>> Begin GIVEN TEXT

22 May Google Cloud TPU: Strategic Implications For Google, NVIDIA And The Machine Learning Industry

Google  announced the 2nd generation of the company’s TensorFlow Processing Unit (TPU), now called the Cloud TPU, at the annual Google I/O event, wowing the industry with performance for Machine Learning that appeared to eclipse NVIDIA’s Tesla Volta GPU only one week after that chip was launched. (See below why I say “appeared”.) Unlike Google’s 1st TPU ASIC (Application Specific Integrated Circuit), this new chip is designed to support the training of neural networks for AI, as well as the use of trained networks, or inference.

Tactically, this chip should provide significant cost savings for Google, widely believed to be the largest consumer of Machine Learning chips in the world. Strategically, it provides a computation platform tailored to enable the company’s AI-centric global businesses. I apologize in advance for the length of this article, but this technology has far-reaching implications.

What Did Google Announce?

>> End GIVEN TEXT

# WORK TO DO
[a] In the Cloud TPU article, at which annual event did Google announce the chip?
[b] Please continue the Cloud TPU article from its final line.

>> Begin DATASET EXCERPTS

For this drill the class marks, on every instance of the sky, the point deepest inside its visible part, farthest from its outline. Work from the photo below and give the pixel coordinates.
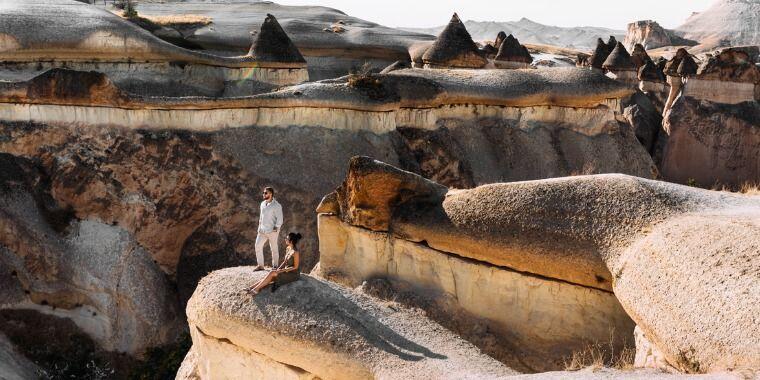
(428, 13)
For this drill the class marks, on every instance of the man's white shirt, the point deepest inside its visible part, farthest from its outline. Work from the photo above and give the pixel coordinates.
(270, 216)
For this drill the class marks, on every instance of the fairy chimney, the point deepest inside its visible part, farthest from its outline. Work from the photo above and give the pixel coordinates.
(512, 55)
(454, 48)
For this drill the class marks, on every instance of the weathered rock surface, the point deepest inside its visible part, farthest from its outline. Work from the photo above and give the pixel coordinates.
(13, 365)
(650, 34)
(712, 143)
(725, 23)
(329, 54)
(90, 272)
(553, 229)
(352, 335)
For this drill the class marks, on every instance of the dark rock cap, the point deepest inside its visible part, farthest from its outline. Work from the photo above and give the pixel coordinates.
(454, 47)
(732, 65)
(600, 54)
(512, 51)
(272, 44)
(639, 55)
(619, 60)
(611, 43)
(671, 68)
(499, 39)
(688, 67)
(651, 73)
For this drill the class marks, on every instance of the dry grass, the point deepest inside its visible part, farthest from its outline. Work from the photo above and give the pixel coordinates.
(180, 20)
(747, 188)
(600, 355)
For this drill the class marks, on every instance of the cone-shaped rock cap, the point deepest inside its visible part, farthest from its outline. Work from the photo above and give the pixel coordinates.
(651, 73)
(688, 67)
(499, 39)
(272, 44)
(454, 47)
(619, 60)
(512, 51)
(611, 43)
(600, 54)
(671, 68)
(639, 55)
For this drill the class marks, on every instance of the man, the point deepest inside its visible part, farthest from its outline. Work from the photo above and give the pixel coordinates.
(270, 221)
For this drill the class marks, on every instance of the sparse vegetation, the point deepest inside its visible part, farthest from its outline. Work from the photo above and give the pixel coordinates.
(599, 355)
(129, 8)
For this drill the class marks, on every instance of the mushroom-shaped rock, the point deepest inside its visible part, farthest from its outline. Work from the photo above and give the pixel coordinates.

>> End DATASET EXCERPTS

# WRITTEN ANSWERS
[a] Google I/O

[b]
Google announced a new ASIC that will accelerate its internal machine learning algorithms, as well as provide a compelling platform for AI practitioners to use the Google Cloud for their research, development and production AI work. The 2ndgeneration TPOU chip delivers 45 Trillion Floating Point Operations Per Second (presumably 16-bit TFLOPS) for Machine Learning, roughly twice that which is available today from NVIDIA P100 (20 TFLOPS) or Advanced Micro Devices’ upcoming Vega GPU (25 TFLOPS), however it will be surpasses by NVIDIA’s new Volta chip described below. The “Cloud TPU” is packaged on a 4-chip module complete with a fabric to interconnect these powerful processors, allowing very high levels of scaling. This scaling capability is important, because training a neural network can take advantage of an almost limitless supply of accelerators.

The 4 chip Cloud TPU board forms the building block node for interconnecting 1000s of TPUs in a cluster for research and cloud services. There were no visible signs of active cooling, and the company did not disclose power consumption details. (Source: Google)

The 4-chip Cloud TPU, therefore delivers 180 TFLOPS, and were shown in a “TPU Pod” with 32 interconnected boards, delivering 11.5 TeraFlops of peak performance—effectively a large supercomputer in a single rack.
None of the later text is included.